§ TASK STATEMENT
Set down again each entry exactly as it reads, pictures excluded.

[[ DATA RECORDS, beginning ]]

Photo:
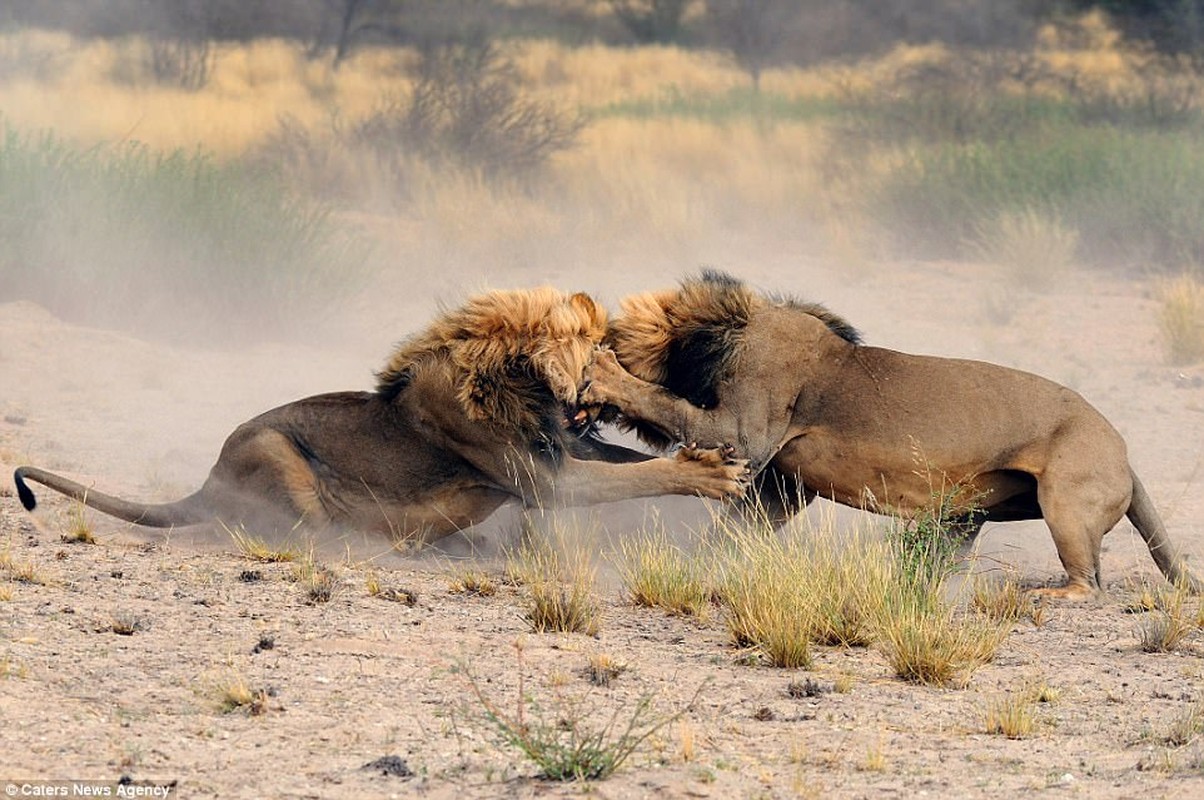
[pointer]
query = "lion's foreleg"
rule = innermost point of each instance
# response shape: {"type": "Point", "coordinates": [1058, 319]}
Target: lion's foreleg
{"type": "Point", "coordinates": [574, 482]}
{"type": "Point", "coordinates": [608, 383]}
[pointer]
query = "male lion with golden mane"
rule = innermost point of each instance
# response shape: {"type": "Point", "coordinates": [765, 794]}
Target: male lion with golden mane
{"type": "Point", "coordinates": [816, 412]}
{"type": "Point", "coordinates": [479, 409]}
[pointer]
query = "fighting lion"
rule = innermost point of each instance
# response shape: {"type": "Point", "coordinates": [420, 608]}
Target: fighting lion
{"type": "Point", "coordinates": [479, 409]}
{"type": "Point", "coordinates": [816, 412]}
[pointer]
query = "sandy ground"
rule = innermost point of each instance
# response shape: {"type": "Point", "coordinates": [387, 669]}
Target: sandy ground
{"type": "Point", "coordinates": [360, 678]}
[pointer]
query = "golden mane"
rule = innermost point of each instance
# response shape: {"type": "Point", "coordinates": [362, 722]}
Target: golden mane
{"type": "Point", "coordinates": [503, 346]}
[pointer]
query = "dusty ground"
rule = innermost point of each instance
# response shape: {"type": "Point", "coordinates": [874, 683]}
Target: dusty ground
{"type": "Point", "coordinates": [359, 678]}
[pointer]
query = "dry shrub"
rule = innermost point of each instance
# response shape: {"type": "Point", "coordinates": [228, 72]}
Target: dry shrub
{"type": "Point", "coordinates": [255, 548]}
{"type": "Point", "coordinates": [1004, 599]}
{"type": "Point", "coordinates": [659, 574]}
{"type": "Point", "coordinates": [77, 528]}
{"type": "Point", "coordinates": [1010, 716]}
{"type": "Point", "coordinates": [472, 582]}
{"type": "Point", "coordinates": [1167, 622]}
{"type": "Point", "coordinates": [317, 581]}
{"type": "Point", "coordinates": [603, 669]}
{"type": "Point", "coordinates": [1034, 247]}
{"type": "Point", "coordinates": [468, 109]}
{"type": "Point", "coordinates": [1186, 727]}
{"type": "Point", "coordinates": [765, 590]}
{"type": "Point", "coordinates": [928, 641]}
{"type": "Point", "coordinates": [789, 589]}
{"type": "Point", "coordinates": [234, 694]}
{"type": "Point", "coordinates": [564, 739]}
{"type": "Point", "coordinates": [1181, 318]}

[[ DATA RECORDS, end ]]

§ COMPLETED TASK
Photo:
[pointer]
query = "lion's foreleg"
rule = innermost point of each instance
# response shape: {"type": "Point", "coordinates": [1058, 319]}
Target: lion's foreleg
{"type": "Point", "coordinates": [574, 482]}
{"type": "Point", "coordinates": [608, 383]}
[pointer]
query = "male lion with golden mane"
rule = innermost point of each instance
# response shape: {"type": "Point", "coordinates": [765, 794]}
Target: male lion with golden mane
{"type": "Point", "coordinates": [816, 412]}
{"type": "Point", "coordinates": [479, 409]}
[pointer]
query = "fighting lion"
rule = innermost point of each instance
# response shape: {"type": "Point", "coordinates": [420, 608]}
Target: fighting lion
{"type": "Point", "coordinates": [479, 409]}
{"type": "Point", "coordinates": [816, 412]}
[pointer]
query = "sandy ground"
rule = innermost point of each instance
# response shape: {"type": "Point", "coordinates": [387, 669]}
Target: sandy ground
{"type": "Point", "coordinates": [360, 678]}
[pointer]
query = "golden mane"
rule = innermost point of each instance
# response shape: {"type": "Point", "coordinates": [362, 722]}
Target: golden mane
{"type": "Point", "coordinates": [503, 346]}
[pointer]
query = "dusty ground"
rule = innermost point of each instance
# response shape: {"type": "Point", "coordinates": [874, 683]}
Target: dusty ground
{"type": "Point", "coordinates": [359, 678]}
[pointer]
query = "dry shrub"
rule = innermost point of each instance
# response shape: {"type": "Point", "coordinates": [228, 72]}
Target: dry shrub
{"type": "Point", "coordinates": [255, 548]}
{"type": "Point", "coordinates": [1004, 599]}
{"type": "Point", "coordinates": [659, 574]}
{"type": "Point", "coordinates": [77, 528]}
{"type": "Point", "coordinates": [1010, 716]}
{"type": "Point", "coordinates": [472, 582]}
{"type": "Point", "coordinates": [1167, 622]}
{"type": "Point", "coordinates": [317, 581]}
{"type": "Point", "coordinates": [603, 669]}
{"type": "Point", "coordinates": [1034, 247]}
{"type": "Point", "coordinates": [468, 109]}
{"type": "Point", "coordinates": [1186, 727]}
{"type": "Point", "coordinates": [765, 590]}
{"type": "Point", "coordinates": [928, 641]}
{"type": "Point", "coordinates": [789, 589]}
{"type": "Point", "coordinates": [234, 694]}
{"type": "Point", "coordinates": [564, 739]}
{"type": "Point", "coordinates": [1181, 318]}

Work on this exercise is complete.